Every line of the data must be set down exactly as shown.

Entries supplied.
- - - -

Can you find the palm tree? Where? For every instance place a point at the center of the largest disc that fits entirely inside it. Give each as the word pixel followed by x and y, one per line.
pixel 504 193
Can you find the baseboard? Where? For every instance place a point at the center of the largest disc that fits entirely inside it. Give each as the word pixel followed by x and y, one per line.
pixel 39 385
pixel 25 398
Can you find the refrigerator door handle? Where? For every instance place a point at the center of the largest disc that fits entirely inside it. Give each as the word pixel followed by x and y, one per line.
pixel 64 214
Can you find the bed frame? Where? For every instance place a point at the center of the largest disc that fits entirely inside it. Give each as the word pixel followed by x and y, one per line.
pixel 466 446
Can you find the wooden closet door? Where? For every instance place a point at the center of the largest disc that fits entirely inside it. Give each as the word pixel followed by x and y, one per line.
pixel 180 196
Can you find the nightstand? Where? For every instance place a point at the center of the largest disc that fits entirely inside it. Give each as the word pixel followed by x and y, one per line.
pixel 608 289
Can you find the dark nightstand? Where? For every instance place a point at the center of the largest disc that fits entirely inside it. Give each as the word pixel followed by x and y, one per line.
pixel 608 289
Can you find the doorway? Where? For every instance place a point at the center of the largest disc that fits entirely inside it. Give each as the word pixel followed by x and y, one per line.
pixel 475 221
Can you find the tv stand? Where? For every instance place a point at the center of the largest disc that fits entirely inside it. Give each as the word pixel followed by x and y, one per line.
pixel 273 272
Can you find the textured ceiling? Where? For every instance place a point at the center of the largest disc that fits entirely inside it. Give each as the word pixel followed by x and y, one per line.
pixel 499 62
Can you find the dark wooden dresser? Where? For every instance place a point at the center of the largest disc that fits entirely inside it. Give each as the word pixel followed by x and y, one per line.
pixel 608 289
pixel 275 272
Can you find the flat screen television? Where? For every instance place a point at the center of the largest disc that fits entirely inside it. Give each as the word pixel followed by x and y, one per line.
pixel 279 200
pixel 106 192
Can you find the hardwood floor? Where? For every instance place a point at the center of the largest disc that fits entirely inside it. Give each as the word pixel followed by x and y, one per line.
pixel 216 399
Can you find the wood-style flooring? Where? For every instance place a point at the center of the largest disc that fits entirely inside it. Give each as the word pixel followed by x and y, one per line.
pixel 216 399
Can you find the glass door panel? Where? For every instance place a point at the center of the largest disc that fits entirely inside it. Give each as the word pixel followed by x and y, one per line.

- - - -

Answer section.
Can you find the palm tree? Where? For every instance place a point at the center of the largest disc that fits entirely inside it. Give each as the word pixel followed by x and y, one per line.
pixel 504 193
Can you find the baseboard? Where? For every instance place a point at the center of the largest disc that fits entirely inside it. Give each as the word pixel followed by x and y, one per line.
pixel 39 385
pixel 25 398
Can you find the refrigerator door handle? Where? For every instance place a point at the center of the largest disc that fits entirely inside it. Give each as the word pixel followed by x and y, one per line.
pixel 64 214
Can you find the bed frame? Where? For every instance place a point at the center of the largest disc that fits entirely inside it. Give each as the word pixel followed by x and y, one per line.
pixel 466 446
Can you find the wooden closet door? Where? For every instance place a point at the center of the largest disc that fits entirely inside it. Give each as the word pixel followed by x and y, one per line.
pixel 180 196
Can you find the nightstand? Where? For every instance place a point at the center of the largest disc that fits entirely inside it. Give each as the word pixel followed by x and y, one per line.
pixel 608 289
Can you find the dark nightstand? Where? For every instance place a point at the center of the largest disc that fits entirely inside it. Give each as the word pixel followed by x and y, one per line.
pixel 608 289
Can you find the doorway? Where? For every instance place a point at the center of the largest disc that fits entirely inside it. Give each as the word pixel followed by x and y, one per line.
pixel 475 221
Can you find the tv stand? Where? For every instance place a point at the center of the largest disc that fits entirely inside it. Give each as the word pixel followed by x and y, one per line.
pixel 273 272
Can you find the textured ceiling? Where? For every instance place a point at the center of the largest disc that fits entirely inside it. Give each as the word pixel followed by x and y, one per line.
pixel 499 62
Can you find the dark wooden dresser? Where? For every instance place a point at the center of the largest disc that fits entirely inside it. Give each as the word pixel followed by x and y, one per line.
pixel 608 289
pixel 275 272
Can you find the flat screen television? Where? For every instance place a point at the center of the largest disc that fits entirely inside it. Give each as the word pixel followed by x and y, one per line.
pixel 279 200
pixel 106 192
Can you find the hardwood floor? Where? For every instance place a point at the center of the largest disc that fits entirely inside it. Give each as the word pixel followed by x and y, one per line.
pixel 216 399
Can you find the wood-style flooring? Where? For every instance place a point at the center of the largest disc that fits entirely inside it. Give each as the word pixel followed by x and y, one per line.
pixel 216 399
Can you find the glass door panel? Where? For every instance place a point at the center of the largest disc that fits entirely inside it. Give each as the word pixel followed by x and y, one per line.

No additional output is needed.